Stored entries
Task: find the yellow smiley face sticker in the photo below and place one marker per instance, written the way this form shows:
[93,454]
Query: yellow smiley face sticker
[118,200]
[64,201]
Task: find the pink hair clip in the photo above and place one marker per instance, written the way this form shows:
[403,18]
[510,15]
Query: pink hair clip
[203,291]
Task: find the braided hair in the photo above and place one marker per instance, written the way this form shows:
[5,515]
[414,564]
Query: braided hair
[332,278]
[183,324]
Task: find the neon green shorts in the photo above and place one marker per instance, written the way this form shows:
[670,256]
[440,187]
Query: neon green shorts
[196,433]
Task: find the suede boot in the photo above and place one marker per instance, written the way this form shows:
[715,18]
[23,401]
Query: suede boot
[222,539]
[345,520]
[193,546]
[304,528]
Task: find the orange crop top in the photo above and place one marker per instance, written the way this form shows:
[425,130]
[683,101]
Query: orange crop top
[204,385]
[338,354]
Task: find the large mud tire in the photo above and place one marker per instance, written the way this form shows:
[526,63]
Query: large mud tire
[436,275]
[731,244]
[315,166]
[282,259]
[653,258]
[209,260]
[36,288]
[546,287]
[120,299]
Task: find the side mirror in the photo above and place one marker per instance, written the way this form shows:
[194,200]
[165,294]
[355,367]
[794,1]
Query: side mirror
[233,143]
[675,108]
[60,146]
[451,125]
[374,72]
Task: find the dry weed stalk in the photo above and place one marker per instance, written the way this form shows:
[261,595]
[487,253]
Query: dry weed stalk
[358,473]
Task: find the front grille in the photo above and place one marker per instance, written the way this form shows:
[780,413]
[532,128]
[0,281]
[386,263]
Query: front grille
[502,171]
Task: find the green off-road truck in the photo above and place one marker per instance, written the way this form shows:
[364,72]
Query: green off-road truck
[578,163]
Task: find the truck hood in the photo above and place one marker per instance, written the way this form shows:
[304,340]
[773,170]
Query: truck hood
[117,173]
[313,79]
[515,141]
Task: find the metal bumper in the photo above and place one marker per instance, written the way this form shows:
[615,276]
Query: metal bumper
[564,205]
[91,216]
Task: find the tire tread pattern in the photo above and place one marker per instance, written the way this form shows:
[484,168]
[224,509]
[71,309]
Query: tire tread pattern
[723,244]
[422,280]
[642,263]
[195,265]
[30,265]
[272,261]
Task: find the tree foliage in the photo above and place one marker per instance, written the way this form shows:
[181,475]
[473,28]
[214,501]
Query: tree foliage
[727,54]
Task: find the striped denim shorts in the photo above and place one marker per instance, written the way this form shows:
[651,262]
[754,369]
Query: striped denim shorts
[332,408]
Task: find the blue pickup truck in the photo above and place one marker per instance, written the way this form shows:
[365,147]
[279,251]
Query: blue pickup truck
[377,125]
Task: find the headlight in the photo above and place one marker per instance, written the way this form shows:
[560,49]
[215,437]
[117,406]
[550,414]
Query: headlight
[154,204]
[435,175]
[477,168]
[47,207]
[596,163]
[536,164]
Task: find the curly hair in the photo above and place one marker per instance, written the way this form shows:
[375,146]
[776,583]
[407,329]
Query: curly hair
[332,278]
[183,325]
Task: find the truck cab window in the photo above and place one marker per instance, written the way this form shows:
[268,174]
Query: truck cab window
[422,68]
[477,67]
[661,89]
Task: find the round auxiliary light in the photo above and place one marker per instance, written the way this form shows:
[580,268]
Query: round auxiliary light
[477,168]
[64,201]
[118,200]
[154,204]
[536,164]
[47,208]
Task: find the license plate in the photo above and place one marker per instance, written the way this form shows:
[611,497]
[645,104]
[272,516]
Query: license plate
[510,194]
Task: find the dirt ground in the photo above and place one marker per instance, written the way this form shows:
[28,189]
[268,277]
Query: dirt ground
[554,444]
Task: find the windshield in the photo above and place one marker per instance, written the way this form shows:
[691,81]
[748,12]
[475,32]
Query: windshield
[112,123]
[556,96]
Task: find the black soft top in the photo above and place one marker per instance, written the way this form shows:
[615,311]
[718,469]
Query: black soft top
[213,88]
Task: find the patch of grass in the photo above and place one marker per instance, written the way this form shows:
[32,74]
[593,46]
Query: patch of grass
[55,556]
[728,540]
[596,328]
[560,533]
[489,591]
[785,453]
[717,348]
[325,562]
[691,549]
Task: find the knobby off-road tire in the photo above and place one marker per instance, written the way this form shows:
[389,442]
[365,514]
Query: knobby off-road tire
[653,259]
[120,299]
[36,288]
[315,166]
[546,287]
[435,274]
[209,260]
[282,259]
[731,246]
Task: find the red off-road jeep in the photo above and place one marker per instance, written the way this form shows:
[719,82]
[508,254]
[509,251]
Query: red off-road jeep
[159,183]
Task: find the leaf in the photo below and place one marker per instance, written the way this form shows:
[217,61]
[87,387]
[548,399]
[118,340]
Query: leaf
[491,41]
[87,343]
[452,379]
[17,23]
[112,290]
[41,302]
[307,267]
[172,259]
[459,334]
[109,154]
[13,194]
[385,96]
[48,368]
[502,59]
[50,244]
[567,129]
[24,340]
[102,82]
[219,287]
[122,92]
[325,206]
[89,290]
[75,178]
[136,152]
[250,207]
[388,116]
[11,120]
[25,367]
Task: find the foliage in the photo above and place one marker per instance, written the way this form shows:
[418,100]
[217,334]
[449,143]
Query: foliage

> _EXERCISE OBJECTIVE_: Extract the complete set of records unchanged.

> _SOLUTION FOR THIS EXERCISE_:
Task: find the yellow smiley face sticker in the photo below and place one marker per instance, written the way this form shows:
[93,454]
Query: yellow smiley face sticker
[118,200]
[64,201]
Task: find the pink hair clip in the photo above and place one marker per instance, written the way this form shows:
[403,18]
[510,15]
Query: pink hair clip
[203,291]
Task: find the braided hair in the photo above and place one marker per instance, written the way this form shows:
[5,515]
[414,564]
Query: braided hair
[332,278]
[183,324]
Task: find the neon green shorts in the photo above and place one marker per instance, written the way this form shows:
[670,256]
[440,187]
Query: neon green shorts
[196,433]
Task: find the suede boot in the photo above and place one marker per instance, written the way this form shows:
[715,18]
[23,401]
Query: suede boot
[222,539]
[345,520]
[193,546]
[304,528]
Task: find the orange crop top in the photo above and place one marker per instance, written the way this form shows:
[425,130]
[683,101]
Query: orange crop top
[204,385]
[338,354]
Task: find the large mud tire in the photo above and place one marker per instance, written the way this form shows:
[526,63]
Query: large mud tire
[436,275]
[731,244]
[315,166]
[282,259]
[653,258]
[209,260]
[36,288]
[546,287]
[120,299]
Task: find the side mirror in the photo above and place one marker per instance, written the way this form shows:
[194,200]
[165,294]
[355,367]
[794,1]
Query: side mirror
[233,143]
[675,108]
[60,146]
[451,125]
[374,72]
Task: find the dry weed stalk in the photo above and place one marker per instance, written the way this form shows:
[261,595]
[487,253]
Query: dry weed stalk
[358,473]
Task: find the front grille in the photo above and place one marker per instance, written the way this form shows:
[780,413]
[532,128]
[0,281]
[386,263]
Query: front grille
[502,171]
Task: find the green off-road truck in the photo above and place one marker per instance, written the way this form shows:
[364,72]
Query: green off-road truck
[578,163]
Task: find the truck hood in the photo above and place one marker per instance, written the way this form shows:
[304,340]
[773,170]
Query: truck hood
[117,173]
[313,79]
[515,141]
Task: find the metal bumper in the photo above and place one marker per instance, written the way this form shows:
[615,276]
Query: metal bumper
[564,205]
[91,216]
Task: find the tire tread pattern in the photo above and place one marker per instance, written the way this form shows:
[484,168]
[224,509]
[71,309]
Query: tire tread pattern
[723,244]
[422,280]
[642,263]
[195,265]
[30,265]
[272,261]
Task: find the tree foliage in the photo above and place one marker per instance, written the way this form shows:
[181,475]
[473,28]
[214,501]
Query: tree foliage
[727,54]
Task: find the striped denim shorts in the photo above and place one marker per instance, written the way this form shows:
[651,262]
[754,369]
Query: striped denim shorts
[332,408]
Task: find the blue pickup truck in the photo above and place one marker per instance, written the way this form shows:
[365,147]
[279,251]
Query: blue pickup truck
[377,125]
Task: find the headlight in the photo above and place one marker per instance, written the way this form shows:
[560,49]
[215,437]
[117,406]
[550,414]
Query: headlight
[154,204]
[435,175]
[477,168]
[47,207]
[596,163]
[536,164]
Task: find the curly hair in the photo above and place one marker per instance, written the way this form shows:
[375,146]
[776,583]
[407,329]
Query: curly hair
[332,278]
[183,325]
Task: find the truck cab window in the photo above and place one marker per instance, written the way this form shows:
[268,174]
Query: truck cab window
[422,68]
[477,67]
[661,89]
Task: find the round auxiliary light in the photo above and place one marker per instance, written the way this form shows:
[580,268]
Query: round auxiliary light
[477,168]
[64,201]
[118,200]
[154,204]
[536,164]
[47,208]
Task: find the license plate in the photo above and place one marker per instance, written the way this form shows:
[611,497]
[645,104]
[272,516]
Query: license plate
[510,194]
Task: find the dirt ground in the photo above and place one marker per instance, written the way this form shows:
[28,189]
[268,277]
Query: dirt ground
[554,444]
Task: find the windshield in the photo above and place one marker per instance, written the way this form shows:
[691,81]
[748,12]
[475,32]
Query: windshield
[112,123]
[556,96]
Task: find the black soft top in the photo above and place one marker per instance, written the way this form shows:
[615,311]
[718,469]
Query: black soft top
[213,88]
Task: find the patch of grass in the photo above and place one marker per instance, written the way this form shows:
[32,74]
[593,46]
Query: patch of grass
[55,556]
[728,540]
[596,328]
[560,533]
[489,591]
[785,453]
[717,348]
[325,562]
[691,549]
Task: find the knobby off-road tire in the photo above and place one marker per instance, written the way this form shows:
[389,442]
[365,514]
Query: knobby off-road tire
[653,259]
[120,299]
[36,288]
[315,166]
[546,287]
[435,274]
[209,260]
[282,259]
[731,246]
Task: find the red off-road jeep in the photo above and place one marker per instance, written the way this form shows:
[719,82]
[508,254]
[509,251]
Query: red off-road jeep
[159,183]
Task: find the leaf in the photo below and place one marker per instance, written the way this form shows:
[217,61]
[87,387]
[548,399]
[118,340]
Query: leaf
[491,41]
[87,343]
[452,379]
[17,23]
[112,290]
[41,302]
[307,267]
[172,259]
[459,334]
[109,154]
[13,194]
[385,96]
[48,368]
[502,59]
[50,244]
[567,129]
[24,340]
[102,82]
[219,287]
[122,92]
[325,206]
[89,290]
[75,178]
[136,152]
[250,207]
[388,116]
[11,120]
[25,367]
Task: find the foliage in the photo above and place one marker per instance, written the way this form shows:
[418,100]
[217,334]
[449,143]
Query: foliage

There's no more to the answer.